(begin)

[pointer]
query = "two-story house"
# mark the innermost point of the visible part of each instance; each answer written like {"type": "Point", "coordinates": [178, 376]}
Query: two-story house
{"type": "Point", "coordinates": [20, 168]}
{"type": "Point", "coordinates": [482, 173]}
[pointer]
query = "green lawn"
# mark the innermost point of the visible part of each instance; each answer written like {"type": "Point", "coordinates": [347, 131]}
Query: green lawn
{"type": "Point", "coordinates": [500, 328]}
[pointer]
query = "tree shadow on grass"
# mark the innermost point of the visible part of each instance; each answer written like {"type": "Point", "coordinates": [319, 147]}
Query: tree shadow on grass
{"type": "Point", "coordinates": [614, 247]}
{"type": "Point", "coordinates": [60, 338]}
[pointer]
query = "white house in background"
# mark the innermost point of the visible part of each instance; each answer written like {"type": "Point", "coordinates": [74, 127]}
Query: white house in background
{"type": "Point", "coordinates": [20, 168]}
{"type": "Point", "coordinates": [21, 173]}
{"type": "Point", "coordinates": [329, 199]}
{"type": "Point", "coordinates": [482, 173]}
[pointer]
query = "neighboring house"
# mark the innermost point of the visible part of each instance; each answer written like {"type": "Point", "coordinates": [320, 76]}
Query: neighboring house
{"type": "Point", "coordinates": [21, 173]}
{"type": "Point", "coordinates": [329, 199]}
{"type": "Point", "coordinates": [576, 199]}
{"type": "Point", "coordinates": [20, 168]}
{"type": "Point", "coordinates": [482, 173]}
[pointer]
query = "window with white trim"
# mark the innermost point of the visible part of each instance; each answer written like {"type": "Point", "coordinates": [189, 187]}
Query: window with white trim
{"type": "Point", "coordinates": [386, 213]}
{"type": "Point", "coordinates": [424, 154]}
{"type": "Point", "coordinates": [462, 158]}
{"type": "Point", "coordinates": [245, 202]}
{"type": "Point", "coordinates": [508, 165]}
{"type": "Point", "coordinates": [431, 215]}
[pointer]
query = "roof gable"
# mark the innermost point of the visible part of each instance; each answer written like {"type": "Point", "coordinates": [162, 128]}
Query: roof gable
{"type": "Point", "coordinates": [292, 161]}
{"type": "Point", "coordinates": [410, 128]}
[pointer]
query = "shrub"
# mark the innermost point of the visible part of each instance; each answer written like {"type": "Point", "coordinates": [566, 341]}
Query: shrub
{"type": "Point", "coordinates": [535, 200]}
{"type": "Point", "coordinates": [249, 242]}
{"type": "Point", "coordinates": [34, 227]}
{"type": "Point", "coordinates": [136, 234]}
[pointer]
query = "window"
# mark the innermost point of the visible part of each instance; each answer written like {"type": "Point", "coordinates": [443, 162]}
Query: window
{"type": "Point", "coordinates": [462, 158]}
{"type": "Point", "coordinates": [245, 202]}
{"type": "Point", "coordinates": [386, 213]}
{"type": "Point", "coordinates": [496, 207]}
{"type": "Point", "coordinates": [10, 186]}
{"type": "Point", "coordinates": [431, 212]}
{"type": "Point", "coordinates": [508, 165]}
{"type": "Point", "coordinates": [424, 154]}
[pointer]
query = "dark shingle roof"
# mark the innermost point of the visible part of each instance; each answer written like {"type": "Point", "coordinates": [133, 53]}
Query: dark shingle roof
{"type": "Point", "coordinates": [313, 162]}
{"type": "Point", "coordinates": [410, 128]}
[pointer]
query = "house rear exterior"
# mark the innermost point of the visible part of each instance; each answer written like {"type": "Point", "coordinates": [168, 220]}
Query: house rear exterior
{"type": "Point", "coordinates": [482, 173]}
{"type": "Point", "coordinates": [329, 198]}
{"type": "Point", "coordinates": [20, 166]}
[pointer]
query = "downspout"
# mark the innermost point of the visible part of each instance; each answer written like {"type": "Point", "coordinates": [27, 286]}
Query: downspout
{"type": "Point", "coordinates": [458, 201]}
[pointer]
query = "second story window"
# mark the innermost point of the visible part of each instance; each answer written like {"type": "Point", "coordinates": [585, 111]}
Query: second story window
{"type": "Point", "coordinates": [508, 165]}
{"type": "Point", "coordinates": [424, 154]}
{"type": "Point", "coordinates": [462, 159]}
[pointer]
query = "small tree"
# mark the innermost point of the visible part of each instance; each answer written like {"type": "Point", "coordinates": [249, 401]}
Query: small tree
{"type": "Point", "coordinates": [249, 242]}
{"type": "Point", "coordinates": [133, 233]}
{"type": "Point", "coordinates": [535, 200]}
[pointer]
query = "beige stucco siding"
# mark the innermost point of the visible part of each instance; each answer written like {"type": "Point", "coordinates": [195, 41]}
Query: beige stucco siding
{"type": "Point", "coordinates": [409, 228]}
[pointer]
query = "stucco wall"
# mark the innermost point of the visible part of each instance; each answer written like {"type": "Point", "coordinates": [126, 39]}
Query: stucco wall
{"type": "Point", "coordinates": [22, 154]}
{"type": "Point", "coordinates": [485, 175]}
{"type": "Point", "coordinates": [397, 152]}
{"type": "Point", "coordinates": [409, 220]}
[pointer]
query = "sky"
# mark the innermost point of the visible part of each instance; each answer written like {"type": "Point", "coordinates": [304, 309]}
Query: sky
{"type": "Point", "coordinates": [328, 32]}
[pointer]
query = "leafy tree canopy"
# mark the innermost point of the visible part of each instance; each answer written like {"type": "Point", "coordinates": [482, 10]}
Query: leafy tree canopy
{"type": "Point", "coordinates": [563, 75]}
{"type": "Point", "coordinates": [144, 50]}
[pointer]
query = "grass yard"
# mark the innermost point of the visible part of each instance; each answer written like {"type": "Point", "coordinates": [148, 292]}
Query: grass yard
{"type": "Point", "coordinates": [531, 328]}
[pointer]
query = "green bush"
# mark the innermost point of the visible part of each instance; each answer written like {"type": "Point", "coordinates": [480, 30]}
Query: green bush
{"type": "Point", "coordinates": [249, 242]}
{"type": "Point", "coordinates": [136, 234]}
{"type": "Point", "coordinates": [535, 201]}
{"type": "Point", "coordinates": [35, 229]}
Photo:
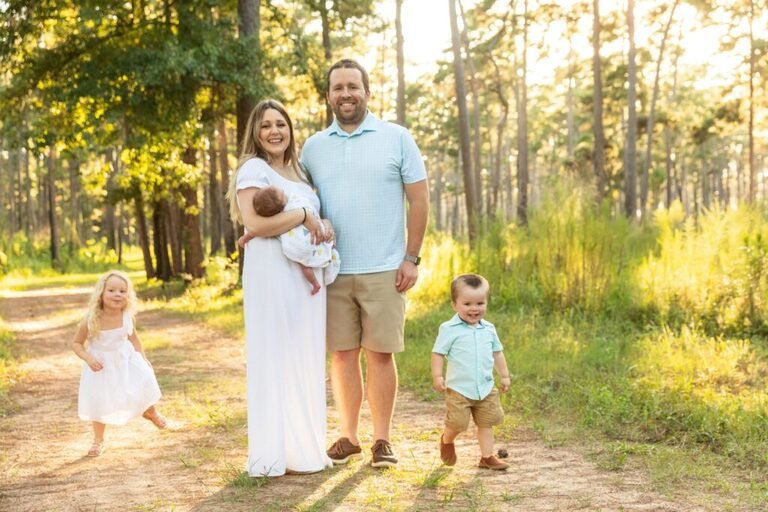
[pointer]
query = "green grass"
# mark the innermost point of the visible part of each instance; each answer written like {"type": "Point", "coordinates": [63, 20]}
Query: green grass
{"type": "Point", "coordinates": [650, 341]}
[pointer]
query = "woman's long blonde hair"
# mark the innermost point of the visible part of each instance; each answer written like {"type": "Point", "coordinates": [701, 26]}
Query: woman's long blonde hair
{"type": "Point", "coordinates": [252, 148]}
{"type": "Point", "coordinates": [96, 302]}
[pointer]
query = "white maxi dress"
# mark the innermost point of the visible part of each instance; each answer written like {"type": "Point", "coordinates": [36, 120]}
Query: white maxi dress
{"type": "Point", "coordinates": [285, 348]}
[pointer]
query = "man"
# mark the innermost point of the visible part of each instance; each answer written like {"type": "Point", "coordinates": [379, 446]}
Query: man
{"type": "Point", "coordinates": [362, 168]}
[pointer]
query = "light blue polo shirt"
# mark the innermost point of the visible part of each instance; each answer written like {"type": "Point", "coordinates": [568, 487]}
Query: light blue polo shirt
{"type": "Point", "coordinates": [469, 351]}
{"type": "Point", "coordinates": [359, 178]}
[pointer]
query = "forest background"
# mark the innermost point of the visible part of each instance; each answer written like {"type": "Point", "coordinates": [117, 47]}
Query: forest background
{"type": "Point", "coordinates": [604, 164]}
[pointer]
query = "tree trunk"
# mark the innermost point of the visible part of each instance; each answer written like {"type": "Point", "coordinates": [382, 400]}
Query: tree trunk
{"type": "Point", "coordinates": [438, 191]}
{"type": "Point", "coordinates": [522, 129]}
{"type": "Point", "coordinates": [571, 107]}
{"type": "Point", "coordinates": [248, 25]}
{"type": "Point", "coordinates": [228, 227]}
{"type": "Point", "coordinates": [29, 206]}
{"type": "Point", "coordinates": [751, 124]}
{"type": "Point", "coordinates": [400, 63]}
{"type": "Point", "coordinates": [601, 179]}
{"type": "Point", "coordinates": [475, 121]}
{"type": "Point", "coordinates": [326, 28]}
{"type": "Point", "coordinates": [501, 128]}
{"type": "Point", "coordinates": [630, 151]}
{"type": "Point", "coordinates": [461, 100]}
{"type": "Point", "coordinates": [214, 195]}
{"type": "Point", "coordinates": [52, 218]}
{"type": "Point", "coordinates": [160, 240]}
{"type": "Point", "coordinates": [191, 240]}
{"type": "Point", "coordinates": [173, 224]}
{"type": "Point", "coordinates": [108, 223]}
{"type": "Point", "coordinates": [76, 231]}
{"type": "Point", "coordinates": [651, 113]}
{"type": "Point", "coordinates": [143, 235]}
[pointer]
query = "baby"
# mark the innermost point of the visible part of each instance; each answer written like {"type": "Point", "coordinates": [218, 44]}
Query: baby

(end)

* [Instruction]: Which lines in the records above contain the string "blonde"? Copy each such line in full, treating case as significant.

* [Problem solution]:
query = "woman's long blonde hair"
Query: woman's long blonde hair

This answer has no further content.